▶ Records provided:

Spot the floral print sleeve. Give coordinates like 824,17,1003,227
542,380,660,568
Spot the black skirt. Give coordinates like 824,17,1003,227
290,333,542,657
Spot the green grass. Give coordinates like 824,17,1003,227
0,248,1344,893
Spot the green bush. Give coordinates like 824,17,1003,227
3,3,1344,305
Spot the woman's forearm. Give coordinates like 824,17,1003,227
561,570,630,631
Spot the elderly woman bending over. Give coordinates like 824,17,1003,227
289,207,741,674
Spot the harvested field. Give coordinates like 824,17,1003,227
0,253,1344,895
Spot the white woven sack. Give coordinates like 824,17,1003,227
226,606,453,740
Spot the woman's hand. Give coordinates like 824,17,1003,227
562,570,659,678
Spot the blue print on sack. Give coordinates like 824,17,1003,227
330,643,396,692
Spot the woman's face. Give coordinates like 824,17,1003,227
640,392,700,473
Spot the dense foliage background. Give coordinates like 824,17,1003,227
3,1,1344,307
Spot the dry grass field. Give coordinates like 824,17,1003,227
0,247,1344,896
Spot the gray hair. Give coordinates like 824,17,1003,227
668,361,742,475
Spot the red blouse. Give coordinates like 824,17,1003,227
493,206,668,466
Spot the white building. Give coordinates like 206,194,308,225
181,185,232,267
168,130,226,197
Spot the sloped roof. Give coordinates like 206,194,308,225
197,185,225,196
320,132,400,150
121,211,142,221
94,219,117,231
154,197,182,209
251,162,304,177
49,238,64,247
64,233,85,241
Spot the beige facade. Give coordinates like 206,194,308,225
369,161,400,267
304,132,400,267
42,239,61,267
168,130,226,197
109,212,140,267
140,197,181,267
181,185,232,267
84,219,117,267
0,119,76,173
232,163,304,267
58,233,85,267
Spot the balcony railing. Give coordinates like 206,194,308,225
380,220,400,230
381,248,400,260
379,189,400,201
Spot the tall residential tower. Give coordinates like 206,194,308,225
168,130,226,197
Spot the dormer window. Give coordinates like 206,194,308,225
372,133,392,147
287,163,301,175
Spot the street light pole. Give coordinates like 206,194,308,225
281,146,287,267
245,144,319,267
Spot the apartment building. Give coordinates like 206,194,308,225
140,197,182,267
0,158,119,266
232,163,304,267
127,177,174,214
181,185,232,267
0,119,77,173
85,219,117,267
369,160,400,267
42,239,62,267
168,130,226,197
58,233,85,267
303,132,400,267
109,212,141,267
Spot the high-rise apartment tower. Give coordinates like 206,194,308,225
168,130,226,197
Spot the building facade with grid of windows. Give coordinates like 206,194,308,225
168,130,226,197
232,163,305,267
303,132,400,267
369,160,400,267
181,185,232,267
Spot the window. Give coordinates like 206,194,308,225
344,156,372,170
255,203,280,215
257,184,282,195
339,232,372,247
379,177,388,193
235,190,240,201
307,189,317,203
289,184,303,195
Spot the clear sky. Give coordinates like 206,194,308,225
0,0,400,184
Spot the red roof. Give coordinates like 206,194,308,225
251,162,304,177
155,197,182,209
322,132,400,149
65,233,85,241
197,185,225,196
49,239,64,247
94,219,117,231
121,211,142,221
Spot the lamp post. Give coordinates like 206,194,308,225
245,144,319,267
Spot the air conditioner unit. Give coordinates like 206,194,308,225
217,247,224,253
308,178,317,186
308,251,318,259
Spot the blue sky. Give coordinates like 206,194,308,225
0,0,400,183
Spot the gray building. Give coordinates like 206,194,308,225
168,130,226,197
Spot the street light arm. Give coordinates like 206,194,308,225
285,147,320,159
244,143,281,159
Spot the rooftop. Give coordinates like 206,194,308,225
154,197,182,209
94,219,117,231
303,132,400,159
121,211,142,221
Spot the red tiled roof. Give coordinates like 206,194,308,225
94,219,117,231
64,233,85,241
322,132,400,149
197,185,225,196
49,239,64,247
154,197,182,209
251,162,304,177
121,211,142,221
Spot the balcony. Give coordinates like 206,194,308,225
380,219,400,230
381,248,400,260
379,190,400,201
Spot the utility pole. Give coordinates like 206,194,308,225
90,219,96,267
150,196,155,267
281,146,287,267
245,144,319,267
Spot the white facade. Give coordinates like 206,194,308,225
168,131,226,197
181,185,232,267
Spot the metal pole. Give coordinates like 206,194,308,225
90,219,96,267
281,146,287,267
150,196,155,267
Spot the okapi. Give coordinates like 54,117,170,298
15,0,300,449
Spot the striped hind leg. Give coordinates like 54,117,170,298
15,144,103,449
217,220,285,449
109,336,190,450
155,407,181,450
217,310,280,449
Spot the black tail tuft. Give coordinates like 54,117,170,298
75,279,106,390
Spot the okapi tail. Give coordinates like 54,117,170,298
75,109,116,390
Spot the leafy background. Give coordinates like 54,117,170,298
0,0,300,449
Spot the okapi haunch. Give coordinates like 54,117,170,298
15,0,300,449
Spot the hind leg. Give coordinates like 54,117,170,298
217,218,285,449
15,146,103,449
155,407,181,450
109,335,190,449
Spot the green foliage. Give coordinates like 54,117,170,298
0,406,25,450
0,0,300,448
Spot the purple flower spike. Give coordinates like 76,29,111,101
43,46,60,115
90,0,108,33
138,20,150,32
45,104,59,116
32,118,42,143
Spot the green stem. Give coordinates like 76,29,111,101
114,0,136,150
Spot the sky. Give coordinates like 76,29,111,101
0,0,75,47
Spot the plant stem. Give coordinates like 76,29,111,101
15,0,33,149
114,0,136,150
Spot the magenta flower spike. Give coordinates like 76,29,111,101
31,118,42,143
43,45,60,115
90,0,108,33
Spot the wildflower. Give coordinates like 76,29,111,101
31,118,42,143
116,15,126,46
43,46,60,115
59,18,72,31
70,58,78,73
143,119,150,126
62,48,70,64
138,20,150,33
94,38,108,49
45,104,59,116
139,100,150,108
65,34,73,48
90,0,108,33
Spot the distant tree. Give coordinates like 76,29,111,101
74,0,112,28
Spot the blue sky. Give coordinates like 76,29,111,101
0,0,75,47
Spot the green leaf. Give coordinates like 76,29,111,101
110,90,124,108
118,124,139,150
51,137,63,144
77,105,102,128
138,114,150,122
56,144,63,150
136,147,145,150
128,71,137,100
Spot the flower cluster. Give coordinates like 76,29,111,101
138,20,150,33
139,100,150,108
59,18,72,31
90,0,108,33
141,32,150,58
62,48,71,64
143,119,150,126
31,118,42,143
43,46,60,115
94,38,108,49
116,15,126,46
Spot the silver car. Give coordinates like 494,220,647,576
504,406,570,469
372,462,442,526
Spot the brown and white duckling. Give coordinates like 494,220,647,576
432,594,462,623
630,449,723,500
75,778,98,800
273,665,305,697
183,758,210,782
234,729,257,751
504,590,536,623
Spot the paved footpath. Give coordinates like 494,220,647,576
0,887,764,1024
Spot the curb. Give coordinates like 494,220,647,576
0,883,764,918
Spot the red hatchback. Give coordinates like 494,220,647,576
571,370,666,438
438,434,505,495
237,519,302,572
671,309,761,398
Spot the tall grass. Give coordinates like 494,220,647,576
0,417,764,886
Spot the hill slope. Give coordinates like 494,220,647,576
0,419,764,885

▶ Task prompt: Will you put the data from the line with "Spot the white facade." to the line with "75,109,116,390" into a JSON list of strings, one string per line, with blank lines left out?

▶ Result of the task:
[
  "Spot the white facade. Give coordinates like 206,194,308,225",
  "168,131,226,197",
  "181,185,232,267",
  "Spot the metal pole. Give coordinates like 206,194,308,225",
  "90,219,96,267",
  "281,146,287,267",
  "150,196,155,267",
  "Spot the okapi. Give coordinates like 54,117,170,298",
  "15,0,300,449",
  "Spot the striped hind leg. Give coordinates like 54,117,170,298",
  "15,144,103,449",
  "217,220,285,449",
  "109,336,190,450",
  "155,407,181,450",
  "217,310,280,449",
  "Spot the black tail tuft. Give coordinates like 54,117,170,298",
  "75,279,106,390",
  "Spot the okapi tail. Give coordinates like 54,117,170,298",
  "75,109,116,390"
]